§ **TASK STATEMENT**
Pull out each line of the rows below that contains the word "cocktail", and copy those lines without any change.

§ **INFORMATION SHOWN**
━━━━━━━━━━━━━━━━━━━━━━━━━━━━━━

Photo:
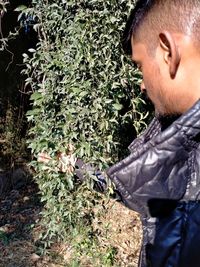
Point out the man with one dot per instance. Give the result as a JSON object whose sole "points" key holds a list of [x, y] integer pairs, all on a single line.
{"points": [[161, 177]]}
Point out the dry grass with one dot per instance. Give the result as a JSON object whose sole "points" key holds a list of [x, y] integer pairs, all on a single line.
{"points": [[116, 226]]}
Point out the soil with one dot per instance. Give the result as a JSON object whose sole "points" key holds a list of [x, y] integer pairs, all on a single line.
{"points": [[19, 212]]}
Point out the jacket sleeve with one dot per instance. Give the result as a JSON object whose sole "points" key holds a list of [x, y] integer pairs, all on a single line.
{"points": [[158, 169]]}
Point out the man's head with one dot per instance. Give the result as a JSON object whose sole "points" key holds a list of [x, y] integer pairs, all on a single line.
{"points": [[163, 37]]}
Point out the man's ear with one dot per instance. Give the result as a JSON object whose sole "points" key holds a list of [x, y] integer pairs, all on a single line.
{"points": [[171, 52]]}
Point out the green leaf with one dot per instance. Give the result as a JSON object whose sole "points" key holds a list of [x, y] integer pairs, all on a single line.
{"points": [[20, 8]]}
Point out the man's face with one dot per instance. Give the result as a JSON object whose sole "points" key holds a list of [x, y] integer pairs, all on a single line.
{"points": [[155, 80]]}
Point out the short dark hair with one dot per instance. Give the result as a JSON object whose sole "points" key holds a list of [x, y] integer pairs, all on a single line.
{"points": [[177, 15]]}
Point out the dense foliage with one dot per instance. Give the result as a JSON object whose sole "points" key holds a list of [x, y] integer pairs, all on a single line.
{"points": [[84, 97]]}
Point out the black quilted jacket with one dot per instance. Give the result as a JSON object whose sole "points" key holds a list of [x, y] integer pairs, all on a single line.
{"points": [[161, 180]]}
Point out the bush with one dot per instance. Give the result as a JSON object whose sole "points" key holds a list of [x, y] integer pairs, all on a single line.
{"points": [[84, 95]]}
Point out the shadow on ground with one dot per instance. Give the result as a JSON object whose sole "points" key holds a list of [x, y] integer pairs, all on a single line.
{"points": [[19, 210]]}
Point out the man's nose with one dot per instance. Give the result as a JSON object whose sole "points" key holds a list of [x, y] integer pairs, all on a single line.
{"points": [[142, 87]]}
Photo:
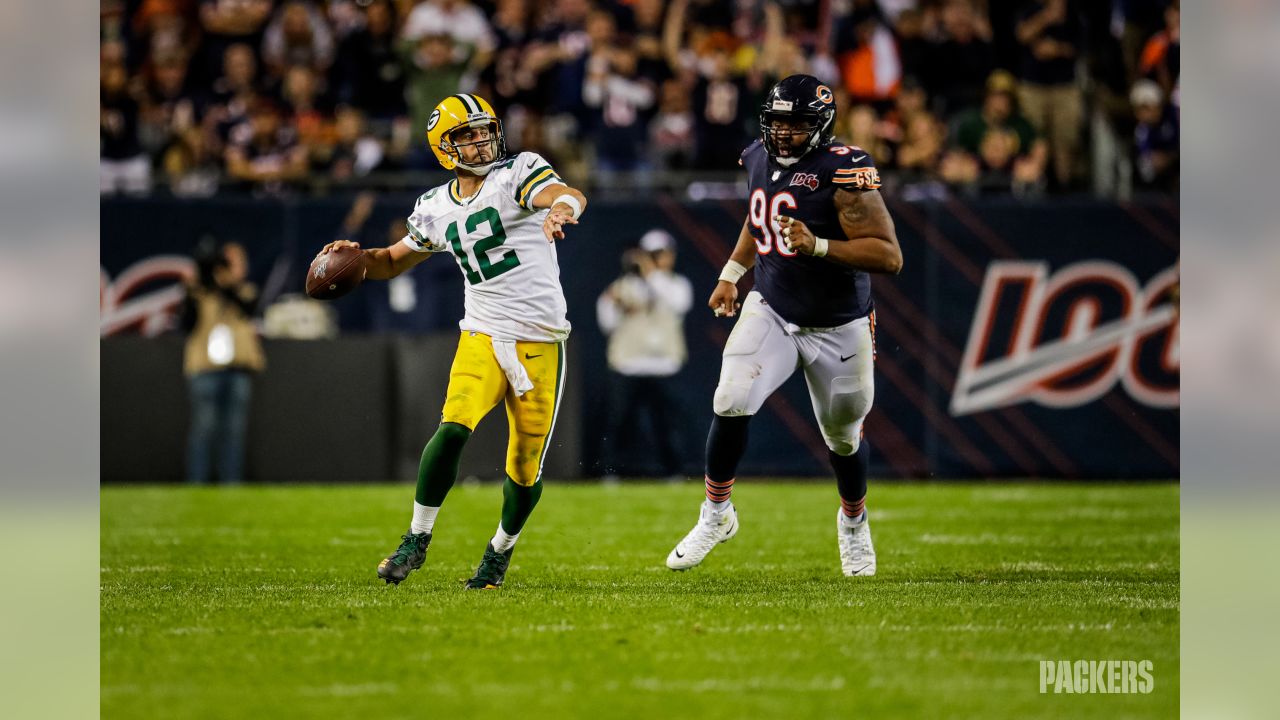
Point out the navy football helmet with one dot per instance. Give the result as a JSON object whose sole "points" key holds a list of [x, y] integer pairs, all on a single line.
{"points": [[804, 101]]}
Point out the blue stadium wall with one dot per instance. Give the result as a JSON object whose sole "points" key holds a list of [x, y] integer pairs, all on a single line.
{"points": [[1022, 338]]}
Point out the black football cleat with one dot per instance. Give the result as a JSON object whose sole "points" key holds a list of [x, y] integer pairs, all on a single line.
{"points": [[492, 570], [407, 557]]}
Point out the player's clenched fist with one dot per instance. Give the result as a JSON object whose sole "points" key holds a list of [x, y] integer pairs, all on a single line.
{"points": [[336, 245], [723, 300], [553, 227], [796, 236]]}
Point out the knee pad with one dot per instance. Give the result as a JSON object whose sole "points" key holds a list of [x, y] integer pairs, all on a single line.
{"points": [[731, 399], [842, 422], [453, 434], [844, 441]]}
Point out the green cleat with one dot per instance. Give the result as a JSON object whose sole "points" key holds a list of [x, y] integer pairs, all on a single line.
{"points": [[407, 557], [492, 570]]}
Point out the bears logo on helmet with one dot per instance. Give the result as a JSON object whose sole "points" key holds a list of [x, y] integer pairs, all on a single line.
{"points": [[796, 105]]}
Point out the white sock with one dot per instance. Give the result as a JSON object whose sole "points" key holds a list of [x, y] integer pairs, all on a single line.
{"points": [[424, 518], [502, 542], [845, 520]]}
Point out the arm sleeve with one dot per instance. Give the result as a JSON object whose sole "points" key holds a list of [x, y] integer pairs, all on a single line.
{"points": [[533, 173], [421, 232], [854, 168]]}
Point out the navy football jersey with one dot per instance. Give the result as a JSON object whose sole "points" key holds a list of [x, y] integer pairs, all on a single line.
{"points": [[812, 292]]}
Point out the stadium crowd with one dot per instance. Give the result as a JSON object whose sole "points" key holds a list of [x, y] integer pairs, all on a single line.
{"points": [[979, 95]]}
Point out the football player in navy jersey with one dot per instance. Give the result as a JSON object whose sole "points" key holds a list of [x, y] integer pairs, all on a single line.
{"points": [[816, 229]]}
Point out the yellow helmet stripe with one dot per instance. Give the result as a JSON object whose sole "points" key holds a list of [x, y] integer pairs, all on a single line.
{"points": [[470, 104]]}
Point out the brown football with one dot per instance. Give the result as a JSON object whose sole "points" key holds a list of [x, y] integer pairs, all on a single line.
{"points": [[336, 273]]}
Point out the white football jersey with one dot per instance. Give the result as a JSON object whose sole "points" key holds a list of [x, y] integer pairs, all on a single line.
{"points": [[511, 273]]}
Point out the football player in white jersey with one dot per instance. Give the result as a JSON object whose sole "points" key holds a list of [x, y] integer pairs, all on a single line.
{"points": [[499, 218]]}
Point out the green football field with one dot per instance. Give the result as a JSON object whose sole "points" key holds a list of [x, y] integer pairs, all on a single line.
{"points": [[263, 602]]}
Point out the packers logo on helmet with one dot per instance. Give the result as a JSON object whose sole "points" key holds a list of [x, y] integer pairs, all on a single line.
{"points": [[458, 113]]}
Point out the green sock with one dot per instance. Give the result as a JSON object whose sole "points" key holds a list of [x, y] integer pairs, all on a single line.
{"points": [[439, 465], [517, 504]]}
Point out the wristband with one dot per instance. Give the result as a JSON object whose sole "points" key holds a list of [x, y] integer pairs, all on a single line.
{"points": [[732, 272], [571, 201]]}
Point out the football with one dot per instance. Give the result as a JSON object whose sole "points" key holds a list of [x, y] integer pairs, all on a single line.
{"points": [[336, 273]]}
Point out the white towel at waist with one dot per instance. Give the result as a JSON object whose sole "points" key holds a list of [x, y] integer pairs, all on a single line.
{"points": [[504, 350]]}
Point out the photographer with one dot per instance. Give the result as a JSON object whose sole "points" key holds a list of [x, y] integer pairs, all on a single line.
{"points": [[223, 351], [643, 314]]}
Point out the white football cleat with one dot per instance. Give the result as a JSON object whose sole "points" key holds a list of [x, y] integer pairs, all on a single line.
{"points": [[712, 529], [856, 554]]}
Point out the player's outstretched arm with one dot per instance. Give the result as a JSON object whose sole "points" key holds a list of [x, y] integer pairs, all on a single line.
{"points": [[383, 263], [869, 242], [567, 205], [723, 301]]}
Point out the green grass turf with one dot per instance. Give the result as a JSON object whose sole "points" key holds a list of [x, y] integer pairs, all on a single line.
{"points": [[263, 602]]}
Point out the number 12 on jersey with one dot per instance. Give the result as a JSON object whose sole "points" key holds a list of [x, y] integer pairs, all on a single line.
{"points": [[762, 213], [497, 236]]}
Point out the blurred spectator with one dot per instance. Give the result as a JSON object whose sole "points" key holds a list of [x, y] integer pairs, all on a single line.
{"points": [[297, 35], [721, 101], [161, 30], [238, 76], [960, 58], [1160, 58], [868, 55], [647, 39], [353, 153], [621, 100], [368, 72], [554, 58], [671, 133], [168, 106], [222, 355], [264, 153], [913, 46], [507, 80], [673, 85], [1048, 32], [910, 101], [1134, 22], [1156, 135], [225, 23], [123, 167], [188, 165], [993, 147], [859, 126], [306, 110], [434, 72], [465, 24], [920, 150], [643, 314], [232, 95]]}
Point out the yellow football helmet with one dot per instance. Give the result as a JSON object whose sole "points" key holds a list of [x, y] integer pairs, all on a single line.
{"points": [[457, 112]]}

━━━━━━━━━━━━━━━━━━━━━━━━━━━━━━

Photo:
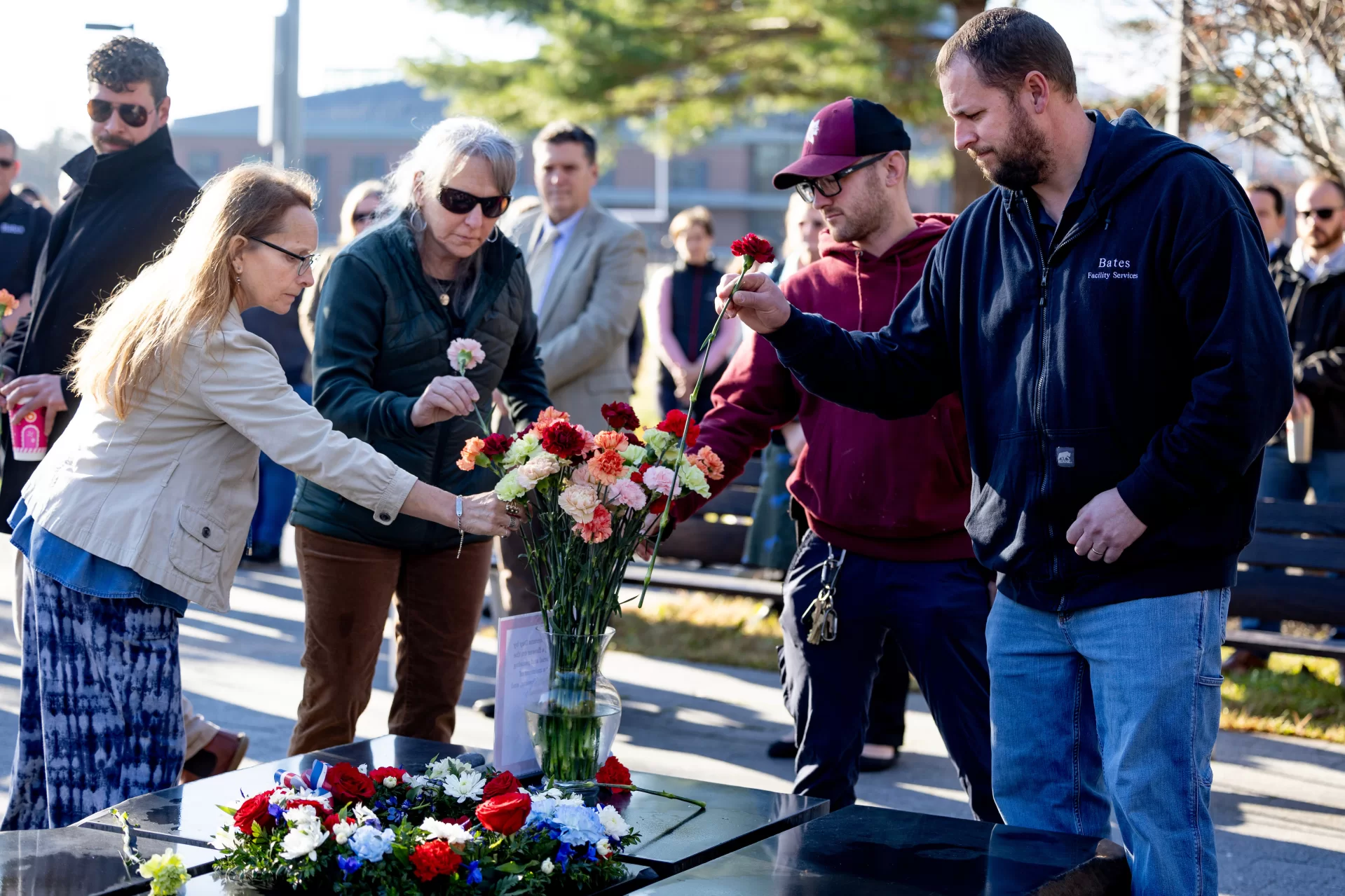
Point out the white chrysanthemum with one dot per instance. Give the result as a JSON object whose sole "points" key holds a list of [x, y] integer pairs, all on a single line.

━━━━━━━━━━━━━━━━━━━━━━━━━━━━━━

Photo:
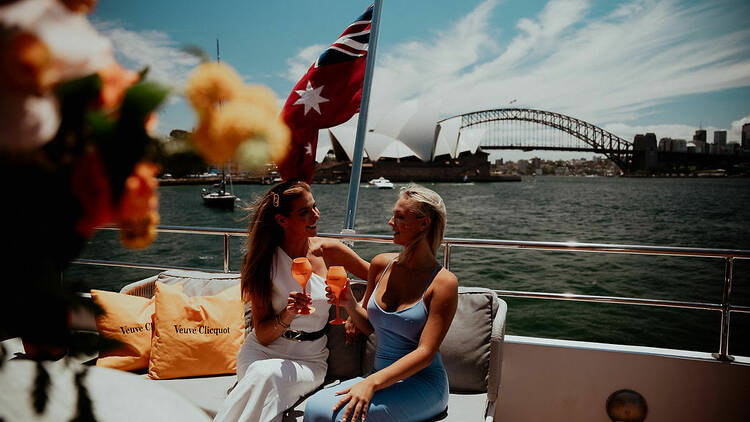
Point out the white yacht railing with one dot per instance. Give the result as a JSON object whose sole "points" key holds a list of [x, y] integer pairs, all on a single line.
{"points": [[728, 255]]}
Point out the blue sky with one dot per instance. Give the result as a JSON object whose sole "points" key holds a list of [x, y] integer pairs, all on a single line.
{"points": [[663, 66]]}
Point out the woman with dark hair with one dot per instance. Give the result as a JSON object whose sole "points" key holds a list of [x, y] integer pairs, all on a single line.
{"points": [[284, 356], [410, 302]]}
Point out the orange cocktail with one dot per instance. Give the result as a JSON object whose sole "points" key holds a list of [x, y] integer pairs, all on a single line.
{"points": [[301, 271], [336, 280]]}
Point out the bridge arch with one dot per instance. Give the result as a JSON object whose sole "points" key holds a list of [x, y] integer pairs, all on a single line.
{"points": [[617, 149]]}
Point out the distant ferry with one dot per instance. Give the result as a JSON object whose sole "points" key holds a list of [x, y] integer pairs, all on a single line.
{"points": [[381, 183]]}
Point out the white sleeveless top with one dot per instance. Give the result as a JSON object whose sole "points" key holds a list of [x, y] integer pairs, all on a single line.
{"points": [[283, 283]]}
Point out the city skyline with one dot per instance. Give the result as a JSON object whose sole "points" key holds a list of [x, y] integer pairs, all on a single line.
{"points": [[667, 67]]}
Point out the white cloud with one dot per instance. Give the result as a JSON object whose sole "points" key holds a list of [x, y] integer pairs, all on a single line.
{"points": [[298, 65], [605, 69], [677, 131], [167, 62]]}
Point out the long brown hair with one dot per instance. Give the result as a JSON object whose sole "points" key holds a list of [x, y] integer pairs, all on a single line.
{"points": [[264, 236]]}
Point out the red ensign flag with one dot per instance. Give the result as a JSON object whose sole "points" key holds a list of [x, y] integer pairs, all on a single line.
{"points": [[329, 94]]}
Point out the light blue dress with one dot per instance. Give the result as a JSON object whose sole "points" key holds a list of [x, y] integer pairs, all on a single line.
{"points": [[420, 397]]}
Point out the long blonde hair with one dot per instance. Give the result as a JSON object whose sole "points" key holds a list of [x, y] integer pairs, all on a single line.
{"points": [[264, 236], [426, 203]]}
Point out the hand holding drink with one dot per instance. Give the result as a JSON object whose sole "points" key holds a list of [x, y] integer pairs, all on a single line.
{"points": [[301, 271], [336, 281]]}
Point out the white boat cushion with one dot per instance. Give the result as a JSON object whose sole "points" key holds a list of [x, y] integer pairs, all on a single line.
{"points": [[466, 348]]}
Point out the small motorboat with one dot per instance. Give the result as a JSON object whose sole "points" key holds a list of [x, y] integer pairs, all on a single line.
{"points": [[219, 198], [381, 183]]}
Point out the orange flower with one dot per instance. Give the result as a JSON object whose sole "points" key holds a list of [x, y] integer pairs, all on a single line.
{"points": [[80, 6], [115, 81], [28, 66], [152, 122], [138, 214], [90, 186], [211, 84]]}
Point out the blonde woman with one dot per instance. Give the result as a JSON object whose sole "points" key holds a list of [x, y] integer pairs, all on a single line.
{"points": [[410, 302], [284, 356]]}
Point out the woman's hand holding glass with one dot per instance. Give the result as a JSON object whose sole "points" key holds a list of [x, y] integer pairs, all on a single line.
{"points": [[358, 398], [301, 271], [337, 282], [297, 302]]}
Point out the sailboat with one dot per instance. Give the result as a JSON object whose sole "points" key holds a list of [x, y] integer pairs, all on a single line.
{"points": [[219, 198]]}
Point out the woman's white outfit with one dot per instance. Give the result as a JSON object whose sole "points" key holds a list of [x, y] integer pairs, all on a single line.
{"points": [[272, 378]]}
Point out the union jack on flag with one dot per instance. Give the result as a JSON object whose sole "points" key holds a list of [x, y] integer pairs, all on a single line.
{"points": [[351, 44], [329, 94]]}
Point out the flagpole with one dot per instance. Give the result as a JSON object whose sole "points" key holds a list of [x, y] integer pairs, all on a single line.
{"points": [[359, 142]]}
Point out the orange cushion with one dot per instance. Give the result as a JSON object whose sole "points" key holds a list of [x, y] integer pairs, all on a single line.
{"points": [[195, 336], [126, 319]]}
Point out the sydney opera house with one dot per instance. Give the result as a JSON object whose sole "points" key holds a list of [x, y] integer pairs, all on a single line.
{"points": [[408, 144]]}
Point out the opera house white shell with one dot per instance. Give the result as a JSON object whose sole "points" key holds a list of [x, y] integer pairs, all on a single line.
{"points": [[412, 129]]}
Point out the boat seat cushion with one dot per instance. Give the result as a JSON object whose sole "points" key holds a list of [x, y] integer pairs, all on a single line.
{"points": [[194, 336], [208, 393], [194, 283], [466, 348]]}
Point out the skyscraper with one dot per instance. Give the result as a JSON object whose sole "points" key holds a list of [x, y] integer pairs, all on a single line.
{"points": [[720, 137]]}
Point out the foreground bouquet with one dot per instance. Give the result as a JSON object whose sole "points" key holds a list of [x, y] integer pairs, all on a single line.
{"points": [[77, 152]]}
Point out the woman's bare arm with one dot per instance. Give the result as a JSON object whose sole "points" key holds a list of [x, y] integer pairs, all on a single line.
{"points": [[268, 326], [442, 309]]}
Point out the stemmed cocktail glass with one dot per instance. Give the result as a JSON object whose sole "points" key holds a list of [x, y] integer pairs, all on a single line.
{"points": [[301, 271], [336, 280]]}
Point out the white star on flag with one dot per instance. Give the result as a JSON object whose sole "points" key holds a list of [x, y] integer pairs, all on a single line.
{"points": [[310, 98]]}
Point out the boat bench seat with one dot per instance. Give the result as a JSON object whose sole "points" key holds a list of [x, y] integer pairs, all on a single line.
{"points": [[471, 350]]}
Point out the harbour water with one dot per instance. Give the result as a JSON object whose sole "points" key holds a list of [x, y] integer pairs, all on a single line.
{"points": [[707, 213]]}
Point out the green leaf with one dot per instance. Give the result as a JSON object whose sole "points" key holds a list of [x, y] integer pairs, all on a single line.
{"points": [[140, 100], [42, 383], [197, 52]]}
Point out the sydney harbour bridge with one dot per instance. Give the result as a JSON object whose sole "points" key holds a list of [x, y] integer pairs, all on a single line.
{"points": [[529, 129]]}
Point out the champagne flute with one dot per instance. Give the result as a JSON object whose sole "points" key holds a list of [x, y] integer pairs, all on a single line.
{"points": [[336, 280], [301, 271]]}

━━━━━━━━━━━━━━━━━━━━━━━━━━━━━━

§ **RESULT OF THIS TASK**
Point out the orange cocktail with one dot per instance. Give the result as a JSON object whose sole "points" key holds a list of [x, y] integer pairs, all on a single line.
Point out the stemmed cocktail glass with one dot per instance. Give the result as a JSON object whose sole "points" key holds a list of [x, y] integer pairs, all on a single line.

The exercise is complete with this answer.